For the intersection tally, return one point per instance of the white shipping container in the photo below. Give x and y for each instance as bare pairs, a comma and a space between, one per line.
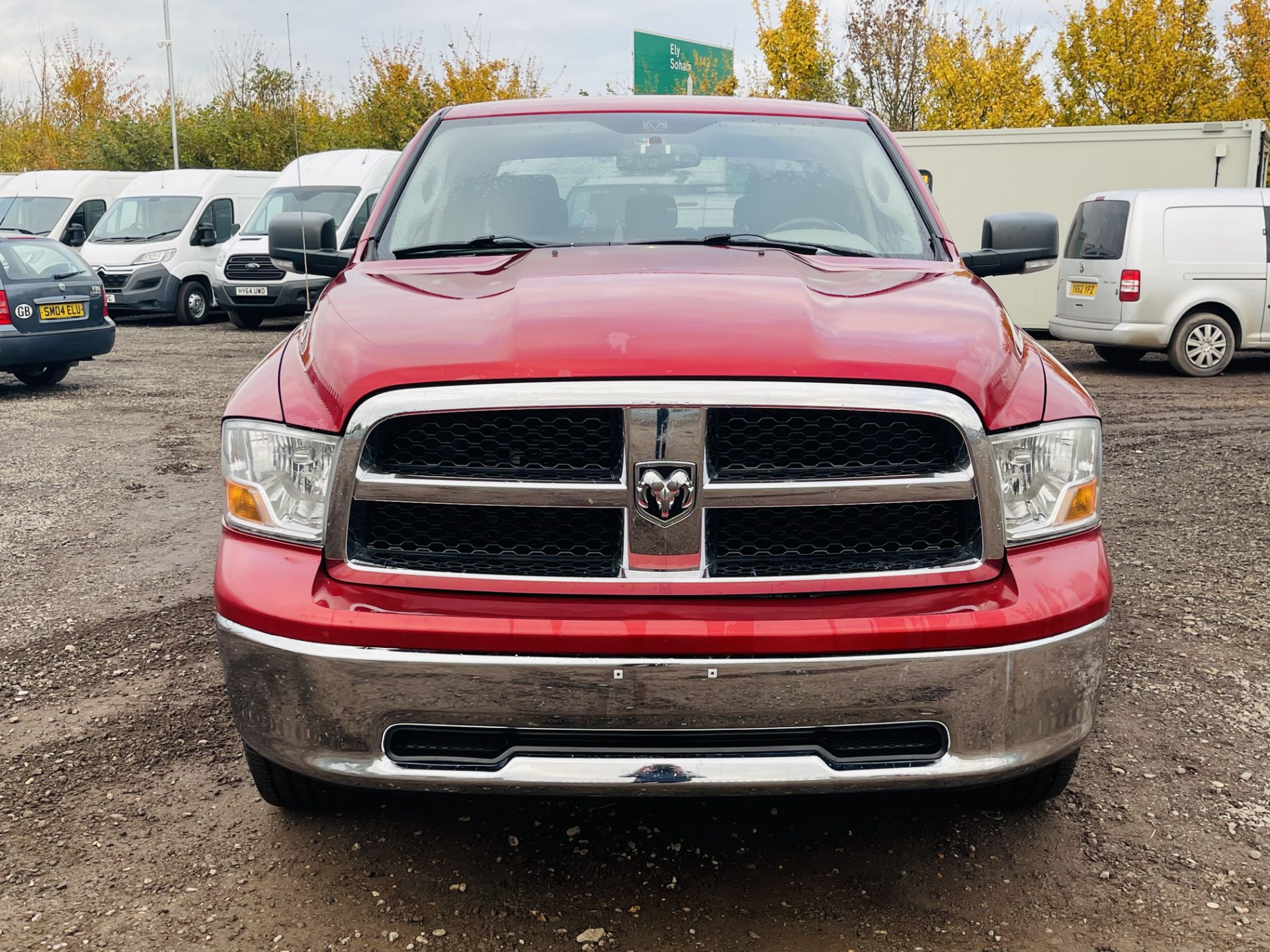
981, 172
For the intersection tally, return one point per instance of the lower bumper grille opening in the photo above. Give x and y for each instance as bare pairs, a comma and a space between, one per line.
847, 746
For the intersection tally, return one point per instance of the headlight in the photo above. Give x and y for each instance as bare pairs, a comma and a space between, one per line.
276, 479
155, 257
1049, 479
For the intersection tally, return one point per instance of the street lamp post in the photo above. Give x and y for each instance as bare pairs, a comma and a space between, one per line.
172, 85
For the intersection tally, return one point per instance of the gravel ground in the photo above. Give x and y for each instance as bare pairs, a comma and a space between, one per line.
127, 822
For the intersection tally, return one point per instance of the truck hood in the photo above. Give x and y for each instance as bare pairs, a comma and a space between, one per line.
658, 311
120, 254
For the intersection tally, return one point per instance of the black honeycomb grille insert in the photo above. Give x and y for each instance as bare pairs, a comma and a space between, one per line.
552, 444
825, 539
780, 444
487, 539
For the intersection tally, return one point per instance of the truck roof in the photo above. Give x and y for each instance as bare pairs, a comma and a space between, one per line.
190, 182
737, 106
339, 167
56, 182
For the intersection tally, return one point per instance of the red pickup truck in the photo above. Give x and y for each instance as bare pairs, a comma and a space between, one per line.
661, 444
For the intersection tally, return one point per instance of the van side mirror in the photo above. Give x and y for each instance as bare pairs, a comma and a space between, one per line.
1015, 243
205, 234
304, 243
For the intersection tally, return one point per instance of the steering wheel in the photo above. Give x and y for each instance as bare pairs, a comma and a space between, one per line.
804, 222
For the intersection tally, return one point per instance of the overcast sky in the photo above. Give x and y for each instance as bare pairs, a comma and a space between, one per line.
581, 44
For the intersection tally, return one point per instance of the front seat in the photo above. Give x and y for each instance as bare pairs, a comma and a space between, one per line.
529, 207
650, 216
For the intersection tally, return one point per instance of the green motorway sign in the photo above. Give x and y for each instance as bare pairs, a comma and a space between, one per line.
663, 65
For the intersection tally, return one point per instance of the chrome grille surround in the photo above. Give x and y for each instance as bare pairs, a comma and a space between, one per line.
665, 419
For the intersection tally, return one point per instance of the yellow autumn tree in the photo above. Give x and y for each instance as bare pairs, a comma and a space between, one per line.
1248, 48
984, 77
1138, 61
798, 59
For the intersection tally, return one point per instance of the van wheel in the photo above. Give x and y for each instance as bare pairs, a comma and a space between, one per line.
1034, 787
45, 376
1203, 346
286, 789
1119, 356
193, 305
247, 321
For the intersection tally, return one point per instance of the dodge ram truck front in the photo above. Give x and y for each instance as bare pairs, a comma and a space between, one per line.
661, 444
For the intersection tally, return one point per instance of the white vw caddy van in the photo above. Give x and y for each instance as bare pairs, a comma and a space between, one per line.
343, 184
64, 205
155, 249
1176, 270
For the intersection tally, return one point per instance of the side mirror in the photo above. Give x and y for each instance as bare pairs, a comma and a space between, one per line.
1017, 243
304, 243
205, 235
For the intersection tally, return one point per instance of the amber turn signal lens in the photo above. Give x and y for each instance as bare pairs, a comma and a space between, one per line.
243, 504
1082, 502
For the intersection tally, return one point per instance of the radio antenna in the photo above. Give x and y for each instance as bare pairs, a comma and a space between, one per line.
300, 184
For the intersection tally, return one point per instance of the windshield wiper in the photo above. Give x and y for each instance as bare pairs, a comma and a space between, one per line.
482, 243
746, 239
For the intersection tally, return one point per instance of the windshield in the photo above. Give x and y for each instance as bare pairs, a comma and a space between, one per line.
327, 200
605, 178
36, 259
37, 215
145, 219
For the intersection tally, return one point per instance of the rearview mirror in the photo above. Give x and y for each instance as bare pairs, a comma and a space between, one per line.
304, 243
1016, 243
205, 235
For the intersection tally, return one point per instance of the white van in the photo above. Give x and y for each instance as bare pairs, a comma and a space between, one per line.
155, 249
64, 204
343, 184
1177, 270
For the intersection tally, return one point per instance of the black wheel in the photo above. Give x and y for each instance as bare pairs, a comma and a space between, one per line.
1034, 787
193, 302
1203, 346
286, 789
1119, 356
247, 321
45, 376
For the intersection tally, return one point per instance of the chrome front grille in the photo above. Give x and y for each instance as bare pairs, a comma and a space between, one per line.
665, 487
252, 268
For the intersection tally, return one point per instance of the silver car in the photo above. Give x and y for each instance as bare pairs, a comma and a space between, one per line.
1176, 270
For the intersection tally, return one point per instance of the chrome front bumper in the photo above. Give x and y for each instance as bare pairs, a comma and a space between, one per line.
323, 710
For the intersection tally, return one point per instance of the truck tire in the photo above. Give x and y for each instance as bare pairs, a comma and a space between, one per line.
247, 321
193, 302
1119, 356
286, 789
1203, 346
1034, 787
46, 376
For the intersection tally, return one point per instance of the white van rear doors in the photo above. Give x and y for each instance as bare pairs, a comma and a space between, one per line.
1093, 262
1218, 253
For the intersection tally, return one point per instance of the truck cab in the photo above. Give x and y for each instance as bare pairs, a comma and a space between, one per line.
343, 184
64, 205
157, 248
738, 480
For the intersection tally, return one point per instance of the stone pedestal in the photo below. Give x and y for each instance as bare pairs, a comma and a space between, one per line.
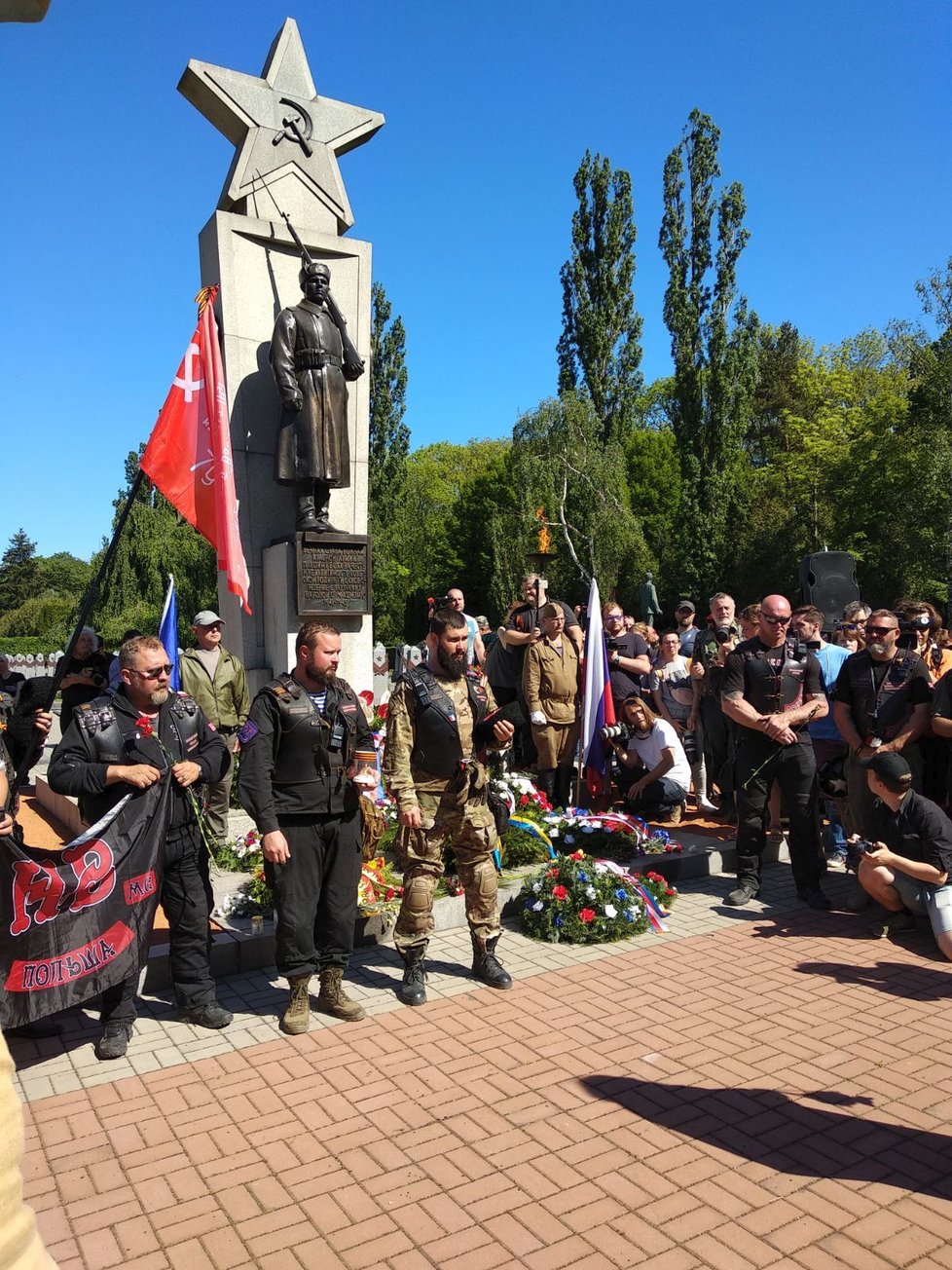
280, 622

···

Given task: Put every line of the items above into a Markdown table with the columns "Row" and "Text," numbering each row and skipping blank lines. Leave the pictures out of the table.

Solution to the exercise:
| Row | Text |
|---|---|
| 1 | For the intersection tally, return one point per instance of the white shipping container in the photo below. Give x and y for each instance as bare pairs, a comma and a space between, one per line. |
| 2 | 981, 172 |
| 3 | For the intersection tally, return one point per instance of the lower bumper grille opening in the photo above. Give x and y for each instance as bare pairs, a comma and a space between, one per line. |
| 4 | 847, 746 |
| 5 | For the intersection tally, return one point per instance of the headlight in the photo above. Give x and y for each instance as bare pairs, a comma and a space between, one per line. |
| 6 | 276, 479 |
| 7 | 155, 257 |
| 8 | 1049, 479 |
| 9 | For the intersection tally, return one point per instance of the street lamp post in the photo above. Give x and y for each instance as bare pairs, a comma and a space between, one per line. |
| 10 | 172, 85 |
| 11 | For the intersection tally, return one point per instance of the gravel ground in the photo above. Give x and y for each instance as bare pairs, a comma and a space between, one per line. |
| 12 | 127, 822 |
| 13 | For the intersection tally, return one point per instance of the truck hood in the photo above. Give x and y for each instance as bare pairs, a comma and a space between, one per line. |
| 14 | 658, 311 |
| 15 | 120, 254 |
| 16 | For the intersection tally, return one point per instance of the black honeycomb grille insert in the photo above. Give x and y for each instance as bare pairs, a comma and a space between, one per line. |
| 17 | 552, 444 |
| 18 | 825, 539 |
| 19 | 780, 444 |
| 20 | 487, 539 |
| 21 | For the intersection tally, return one point per instance of the truck roof in the photo above. Give x and y for each instance as bare pairs, a comma and a space between, one per line. |
| 22 | 190, 182 |
| 23 | 737, 106 |
| 24 | 339, 167 |
| 25 | 56, 182 |
| 26 | For the intersection tally, return one point per instance of the red pickup truck in the photo above. Give x and y for each instance as bare pairs, a comma and a space between, one per line. |
| 27 | 661, 444 |
| 28 | For the intersection tally, return one point per instance of the van side mirror in the photo above. Give x and y for each instance as bare pairs, a comma and a space between, one per line. |
| 29 | 1015, 243 |
| 30 | 205, 234 |
| 31 | 304, 243 |
| 32 | For the intersection tally, return one point per instance of the steering wheel in the photo above. Give x and y for each instance as bare pairs, a comma and a space between, one per line. |
| 33 | 804, 222 |
| 34 | For the intersection tally, return one point per instance of the overcast sky in the photo above. Give x and y for each instance as bare pairs, a comma and a space between, one per line. |
| 35 | 581, 44 |
| 36 | For the intersection tally, return one point per instance of the front seat in the photo above. Give x and y for each instance as bare pairs, a comma and a space between, one per line. |
| 37 | 529, 207 |
| 38 | 650, 216 |
| 39 | For the intersection tally, return one point per instance of the green motorway sign in the photo above. Give x and y for each instance as bare pairs, a comma and a space between, one per line. |
| 40 | 663, 65 |
| 41 | For the intersection tally, return one point per instance of the chrome grille surround in the photo above. Give x and y for each instance as bare pairs, a comma and a space between, one per line. |
| 42 | 665, 419 |
| 43 | For the intersection tally, return one point per instance of the yellow autumn tree in the photo above. Give x and y for each instance as bare pairs, a comma and a space between, one per line. |
| 44 | 1248, 48 |
| 45 | 984, 77 |
| 46 | 1138, 61 |
| 47 | 798, 59 |
| 48 | For the intersection tally, return one point per instance of the van wheel in the photo above. Give x and y for each instance as bare pairs, a comma and a space between, one per line. |
| 49 | 1034, 787 |
| 50 | 45, 376 |
| 51 | 1203, 346 |
| 52 | 286, 789 |
| 53 | 1119, 356 |
| 54 | 193, 305 |
| 55 | 247, 321 |
| 56 | For the intersection tally, return one point per instance of the dodge ram truck front in the photo above. Give x and y for each instance as bare pairs, a comma and a space between, one per line. |
| 57 | 661, 444 |
| 58 | For the intersection tally, return one point per instance of the white vw caddy van in the photo above. Give x and y for each instance as bare pairs, a comma and a space between, one per line. |
| 59 | 343, 184 |
| 60 | 64, 205 |
| 61 | 155, 249 |
| 62 | 1176, 270 |
| 63 | For the intersection tally, return one point per instance of the side mirror in the photo above. Give x and y for each instance as bare pairs, a comma and a space between, one per line. |
| 64 | 1017, 243 |
| 65 | 304, 243 |
| 66 | 205, 235 |
| 67 | For the intersection tally, return one point per instance of the amber turn signal lens in the photo above. Give x and y for each instance as bare pairs, a comma and a space between, one per line. |
| 68 | 243, 504 |
| 69 | 1082, 502 |
| 70 | For the intersection tally, return one point per instance of the radio antenna in the photo above. Give x and y for each instance as bare pairs, a comma and a space between, one per line. |
| 71 | 300, 184 |
| 72 | For the intersection tally, return one point per instance of the windshield wiper in the photo above. Give x and y for each instance as bare pairs, a comma and a space between, one per line. |
| 73 | 482, 243 |
| 74 | 746, 239 |
| 75 | For the intersection tally, return one point per instance of the windshield in the photo above. Give x and y for each instance as bare pairs, a comma and a space between, one per line. |
| 76 | 327, 200 |
| 77 | 605, 178 |
| 78 | 36, 259 |
| 79 | 37, 215 |
| 80 | 145, 219 |
| 81 | For the intersection tally, return one point per instance of the rearview mirror in the photo above. Give x and y for each instance as bare pairs, a comma and a space between, one per line. |
| 82 | 304, 243 |
| 83 | 1016, 243 |
| 84 | 205, 235 |
| 85 | For the intersection tally, return one point per instance of the white van in the photo above. Give x and y for each instance as bare pairs, a comma and a space between, one per line. |
| 86 | 155, 249 |
| 87 | 64, 204 |
| 88 | 343, 184 |
| 89 | 1177, 270 |
| 90 | For the intersection tally, return one point per instance of the black wheel in the photo above. Give x and y for each instance as bare pairs, a comma and a space between, one per line. |
| 91 | 1034, 787 |
| 92 | 193, 302 |
| 93 | 1203, 346 |
| 94 | 286, 789 |
| 95 | 1119, 356 |
| 96 | 247, 321 |
| 97 | 45, 376 |
| 98 | For the intersection tally, return one point per instance of the chrome front grille in the photo above. Give x and y for each instance as bare pairs, a comma and a space between, one per line. |
| 99 | 665, 487 |
| 100 | 252, 268 |
| 101 | For the intersection tally, return one point per instance of the silver car in the photo above. Give x and y for each instance as bare pairs, a comma and a space between, one per line. |
| 102 | 1176, 270 |
| 103 | For the intersection tally, return one point per instance of the chrome front bumper in the photo above. Give x and y for each instance as bare pairs, a comma and a space between, one per line. |
| 104 | 323, 710 |
| 105 | For the intersection tally, return one point per instance of the truck tire in the photo above. Give x and y for each instance as bare pairs, a comma and a space between, one per line. |
| 106 | 247, 321 |
| 107 | 193, 302 |
| 108 | 1119, 356 |
| 109 | 286, 789 |
| 110 | 1203, 346 |
| 111 | 1034, 787 |
| 112 | 46, 376 |
| 113 | For the intersection tally, return one point per instance of the white van rear doors in the photo above. Give x and y for each instance as bare pairs, a comma and a space between, one per line. |
| 114 | 1093, 262 |
| 115 | 1218, 253 |
| 116 | For the intersection tally, return one point per instance of the truck cab in the photo above. Give x and y for each instance as bare pairs, a comma and a space between, one per line. |
| 117 | 343, 184 |
| 118 | 64, 205 |
| 119 | 157, 248 |
| 120 | 738, 480 |
| 121 | For the intersection tally, return one point per instance of the stone pedestal in the photo below. Give x and y for each instance as bare pairs, a comma and a space between, one per line. |
| 122 | 280, 622 |